= What to work on =
What is the number of lines in this listing that include the string "taillight"? Answer with that number by itself.

....

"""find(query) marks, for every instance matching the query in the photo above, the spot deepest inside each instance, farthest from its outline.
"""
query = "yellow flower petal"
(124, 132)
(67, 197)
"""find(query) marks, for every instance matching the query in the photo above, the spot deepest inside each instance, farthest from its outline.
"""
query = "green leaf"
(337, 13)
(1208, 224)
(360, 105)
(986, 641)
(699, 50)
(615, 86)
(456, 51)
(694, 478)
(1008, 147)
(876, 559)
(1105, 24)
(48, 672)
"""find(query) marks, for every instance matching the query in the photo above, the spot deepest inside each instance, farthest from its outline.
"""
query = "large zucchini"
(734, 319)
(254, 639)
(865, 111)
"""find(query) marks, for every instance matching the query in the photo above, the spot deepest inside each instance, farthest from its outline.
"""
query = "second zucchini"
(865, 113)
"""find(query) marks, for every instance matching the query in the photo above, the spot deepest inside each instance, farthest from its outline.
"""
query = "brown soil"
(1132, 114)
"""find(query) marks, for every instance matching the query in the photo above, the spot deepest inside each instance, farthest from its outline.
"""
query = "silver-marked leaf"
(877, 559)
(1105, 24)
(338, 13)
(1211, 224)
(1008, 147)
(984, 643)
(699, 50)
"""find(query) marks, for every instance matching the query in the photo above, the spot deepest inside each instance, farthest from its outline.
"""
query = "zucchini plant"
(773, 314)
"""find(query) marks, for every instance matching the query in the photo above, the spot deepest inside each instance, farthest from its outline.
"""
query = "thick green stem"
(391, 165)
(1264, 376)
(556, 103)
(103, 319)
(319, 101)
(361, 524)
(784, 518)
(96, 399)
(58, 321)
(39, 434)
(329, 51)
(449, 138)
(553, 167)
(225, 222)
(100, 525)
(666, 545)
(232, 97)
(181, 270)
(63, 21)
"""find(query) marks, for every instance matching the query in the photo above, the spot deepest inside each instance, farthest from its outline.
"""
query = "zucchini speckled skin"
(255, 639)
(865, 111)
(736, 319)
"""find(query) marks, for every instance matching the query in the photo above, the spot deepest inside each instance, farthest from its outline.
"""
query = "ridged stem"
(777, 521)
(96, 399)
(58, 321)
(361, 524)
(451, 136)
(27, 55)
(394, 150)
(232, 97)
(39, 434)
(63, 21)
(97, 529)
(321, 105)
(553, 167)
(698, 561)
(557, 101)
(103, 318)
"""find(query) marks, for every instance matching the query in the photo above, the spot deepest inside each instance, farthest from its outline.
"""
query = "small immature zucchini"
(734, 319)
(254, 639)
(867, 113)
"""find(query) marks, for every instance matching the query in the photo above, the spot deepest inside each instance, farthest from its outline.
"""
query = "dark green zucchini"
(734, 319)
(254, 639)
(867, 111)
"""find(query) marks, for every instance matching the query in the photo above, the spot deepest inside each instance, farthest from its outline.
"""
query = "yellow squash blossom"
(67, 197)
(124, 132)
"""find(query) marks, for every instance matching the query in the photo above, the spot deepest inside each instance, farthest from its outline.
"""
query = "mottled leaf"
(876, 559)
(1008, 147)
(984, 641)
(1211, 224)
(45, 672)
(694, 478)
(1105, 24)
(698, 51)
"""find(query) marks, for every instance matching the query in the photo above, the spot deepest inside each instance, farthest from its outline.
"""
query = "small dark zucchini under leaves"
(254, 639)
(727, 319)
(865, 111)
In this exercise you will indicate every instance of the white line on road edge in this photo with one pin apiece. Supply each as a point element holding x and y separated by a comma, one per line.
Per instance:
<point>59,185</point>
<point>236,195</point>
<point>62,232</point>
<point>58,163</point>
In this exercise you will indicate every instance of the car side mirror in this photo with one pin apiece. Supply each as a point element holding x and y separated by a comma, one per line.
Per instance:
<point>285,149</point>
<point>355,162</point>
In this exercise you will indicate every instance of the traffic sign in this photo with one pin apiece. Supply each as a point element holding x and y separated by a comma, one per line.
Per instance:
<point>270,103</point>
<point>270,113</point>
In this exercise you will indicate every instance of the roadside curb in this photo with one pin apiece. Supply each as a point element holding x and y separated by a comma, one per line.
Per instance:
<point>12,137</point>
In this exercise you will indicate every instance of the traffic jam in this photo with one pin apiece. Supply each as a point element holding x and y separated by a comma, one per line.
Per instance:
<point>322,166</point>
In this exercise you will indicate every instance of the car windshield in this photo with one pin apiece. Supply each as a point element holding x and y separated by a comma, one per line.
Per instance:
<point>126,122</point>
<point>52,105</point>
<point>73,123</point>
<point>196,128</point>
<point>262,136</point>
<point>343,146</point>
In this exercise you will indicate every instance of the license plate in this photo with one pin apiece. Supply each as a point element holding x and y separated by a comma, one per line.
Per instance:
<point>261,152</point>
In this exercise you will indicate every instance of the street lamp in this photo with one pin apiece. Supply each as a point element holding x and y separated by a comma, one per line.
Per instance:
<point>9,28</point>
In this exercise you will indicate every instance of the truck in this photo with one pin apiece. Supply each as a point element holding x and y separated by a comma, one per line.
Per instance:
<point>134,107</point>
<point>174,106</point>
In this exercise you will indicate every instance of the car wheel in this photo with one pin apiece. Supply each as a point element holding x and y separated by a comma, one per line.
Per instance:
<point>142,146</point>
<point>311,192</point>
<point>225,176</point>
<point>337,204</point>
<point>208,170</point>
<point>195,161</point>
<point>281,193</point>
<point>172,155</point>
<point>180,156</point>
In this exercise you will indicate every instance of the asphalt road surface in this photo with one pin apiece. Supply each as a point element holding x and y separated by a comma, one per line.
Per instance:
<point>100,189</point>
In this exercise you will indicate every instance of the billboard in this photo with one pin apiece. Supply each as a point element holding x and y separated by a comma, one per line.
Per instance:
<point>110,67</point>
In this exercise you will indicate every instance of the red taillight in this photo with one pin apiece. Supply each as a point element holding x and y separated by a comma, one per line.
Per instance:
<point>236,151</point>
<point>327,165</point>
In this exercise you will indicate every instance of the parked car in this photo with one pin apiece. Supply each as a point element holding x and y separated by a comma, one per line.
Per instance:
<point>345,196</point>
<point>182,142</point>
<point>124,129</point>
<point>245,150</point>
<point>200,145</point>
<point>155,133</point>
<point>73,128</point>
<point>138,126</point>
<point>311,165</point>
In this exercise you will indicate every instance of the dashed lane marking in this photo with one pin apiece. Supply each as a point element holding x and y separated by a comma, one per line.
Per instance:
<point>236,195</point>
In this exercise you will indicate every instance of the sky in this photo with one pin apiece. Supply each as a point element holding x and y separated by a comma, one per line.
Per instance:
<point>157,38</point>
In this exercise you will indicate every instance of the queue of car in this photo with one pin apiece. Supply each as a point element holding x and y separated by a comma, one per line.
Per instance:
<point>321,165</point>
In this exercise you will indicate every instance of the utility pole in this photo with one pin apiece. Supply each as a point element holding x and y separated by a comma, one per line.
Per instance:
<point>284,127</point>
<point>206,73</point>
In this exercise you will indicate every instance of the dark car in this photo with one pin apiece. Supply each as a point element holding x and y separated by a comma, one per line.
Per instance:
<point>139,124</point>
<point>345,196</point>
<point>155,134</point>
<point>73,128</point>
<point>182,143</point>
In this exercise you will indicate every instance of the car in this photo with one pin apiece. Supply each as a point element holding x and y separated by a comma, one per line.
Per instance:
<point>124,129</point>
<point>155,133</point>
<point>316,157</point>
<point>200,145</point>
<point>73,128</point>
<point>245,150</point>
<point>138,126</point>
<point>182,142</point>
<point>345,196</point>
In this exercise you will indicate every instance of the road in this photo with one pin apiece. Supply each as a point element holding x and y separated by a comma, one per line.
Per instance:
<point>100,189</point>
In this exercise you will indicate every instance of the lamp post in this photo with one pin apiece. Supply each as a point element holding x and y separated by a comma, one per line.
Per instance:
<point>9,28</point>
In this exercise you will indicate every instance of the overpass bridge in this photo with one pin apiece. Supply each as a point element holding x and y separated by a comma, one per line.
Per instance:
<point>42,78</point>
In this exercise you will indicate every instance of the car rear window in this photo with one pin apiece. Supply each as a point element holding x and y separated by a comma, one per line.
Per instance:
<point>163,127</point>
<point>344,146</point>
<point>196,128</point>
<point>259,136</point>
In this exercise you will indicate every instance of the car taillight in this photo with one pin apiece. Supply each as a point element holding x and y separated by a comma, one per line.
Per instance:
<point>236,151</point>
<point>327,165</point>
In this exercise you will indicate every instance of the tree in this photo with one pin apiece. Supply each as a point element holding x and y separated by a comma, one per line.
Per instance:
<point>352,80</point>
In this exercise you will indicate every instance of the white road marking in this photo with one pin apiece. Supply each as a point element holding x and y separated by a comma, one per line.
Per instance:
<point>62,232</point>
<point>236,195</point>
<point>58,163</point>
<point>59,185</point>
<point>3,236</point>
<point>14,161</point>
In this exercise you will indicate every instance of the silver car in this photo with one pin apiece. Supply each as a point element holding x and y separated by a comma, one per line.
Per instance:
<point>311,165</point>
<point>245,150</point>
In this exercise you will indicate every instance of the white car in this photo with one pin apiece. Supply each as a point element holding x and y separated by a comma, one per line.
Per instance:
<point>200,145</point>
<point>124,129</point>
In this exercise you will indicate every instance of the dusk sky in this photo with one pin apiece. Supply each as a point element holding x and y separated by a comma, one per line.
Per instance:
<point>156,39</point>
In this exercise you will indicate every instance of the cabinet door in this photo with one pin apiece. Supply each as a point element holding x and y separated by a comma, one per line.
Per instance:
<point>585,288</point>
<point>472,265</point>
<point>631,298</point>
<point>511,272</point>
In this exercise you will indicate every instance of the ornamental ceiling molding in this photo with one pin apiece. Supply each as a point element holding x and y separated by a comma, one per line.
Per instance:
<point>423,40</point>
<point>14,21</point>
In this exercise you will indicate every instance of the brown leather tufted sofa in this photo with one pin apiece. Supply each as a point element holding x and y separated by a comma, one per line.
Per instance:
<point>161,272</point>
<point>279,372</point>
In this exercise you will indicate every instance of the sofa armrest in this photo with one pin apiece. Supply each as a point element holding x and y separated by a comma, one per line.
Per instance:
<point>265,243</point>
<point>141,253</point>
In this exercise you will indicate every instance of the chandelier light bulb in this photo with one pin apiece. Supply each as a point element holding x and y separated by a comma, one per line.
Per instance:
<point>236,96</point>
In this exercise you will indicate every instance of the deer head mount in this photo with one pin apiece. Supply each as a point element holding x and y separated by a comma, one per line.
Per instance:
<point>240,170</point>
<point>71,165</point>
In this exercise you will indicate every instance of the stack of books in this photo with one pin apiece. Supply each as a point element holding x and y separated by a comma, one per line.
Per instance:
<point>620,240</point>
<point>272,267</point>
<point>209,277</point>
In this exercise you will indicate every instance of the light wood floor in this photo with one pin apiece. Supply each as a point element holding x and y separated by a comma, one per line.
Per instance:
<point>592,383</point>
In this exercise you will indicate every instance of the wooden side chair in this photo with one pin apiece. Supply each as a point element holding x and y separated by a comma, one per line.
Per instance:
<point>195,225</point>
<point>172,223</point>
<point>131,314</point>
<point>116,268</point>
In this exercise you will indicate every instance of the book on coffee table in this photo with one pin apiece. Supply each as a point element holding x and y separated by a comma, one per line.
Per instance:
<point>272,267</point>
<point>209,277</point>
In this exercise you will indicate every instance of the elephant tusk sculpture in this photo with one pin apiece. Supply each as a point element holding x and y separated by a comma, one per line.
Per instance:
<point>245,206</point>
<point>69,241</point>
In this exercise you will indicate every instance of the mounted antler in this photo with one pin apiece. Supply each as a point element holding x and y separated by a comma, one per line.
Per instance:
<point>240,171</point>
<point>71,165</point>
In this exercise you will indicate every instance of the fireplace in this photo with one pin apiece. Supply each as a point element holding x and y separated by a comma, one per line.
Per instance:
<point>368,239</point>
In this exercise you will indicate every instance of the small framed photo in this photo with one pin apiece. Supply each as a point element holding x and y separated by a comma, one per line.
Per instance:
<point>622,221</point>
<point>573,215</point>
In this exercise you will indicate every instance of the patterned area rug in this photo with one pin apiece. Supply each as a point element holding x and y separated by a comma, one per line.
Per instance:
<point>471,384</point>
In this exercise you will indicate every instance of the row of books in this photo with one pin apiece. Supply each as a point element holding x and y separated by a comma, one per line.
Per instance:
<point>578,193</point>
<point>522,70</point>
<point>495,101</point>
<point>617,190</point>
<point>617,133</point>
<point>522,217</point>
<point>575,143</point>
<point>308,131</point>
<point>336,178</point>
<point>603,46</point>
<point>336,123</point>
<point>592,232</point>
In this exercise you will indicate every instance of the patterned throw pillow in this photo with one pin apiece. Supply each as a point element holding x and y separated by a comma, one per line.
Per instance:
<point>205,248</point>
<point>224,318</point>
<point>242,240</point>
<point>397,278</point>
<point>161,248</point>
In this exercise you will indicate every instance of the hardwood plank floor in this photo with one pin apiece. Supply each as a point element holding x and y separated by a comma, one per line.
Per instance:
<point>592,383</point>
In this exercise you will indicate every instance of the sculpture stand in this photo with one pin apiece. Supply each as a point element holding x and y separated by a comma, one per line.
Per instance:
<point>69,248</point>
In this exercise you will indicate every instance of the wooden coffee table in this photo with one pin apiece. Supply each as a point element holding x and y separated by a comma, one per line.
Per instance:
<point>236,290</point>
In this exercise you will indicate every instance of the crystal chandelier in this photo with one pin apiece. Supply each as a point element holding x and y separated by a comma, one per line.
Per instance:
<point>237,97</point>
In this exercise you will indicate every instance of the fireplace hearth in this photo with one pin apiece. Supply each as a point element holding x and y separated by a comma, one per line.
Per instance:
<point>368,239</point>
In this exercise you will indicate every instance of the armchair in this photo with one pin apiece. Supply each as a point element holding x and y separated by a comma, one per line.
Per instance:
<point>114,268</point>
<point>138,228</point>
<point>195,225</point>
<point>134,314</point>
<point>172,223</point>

....

= Your solution =
2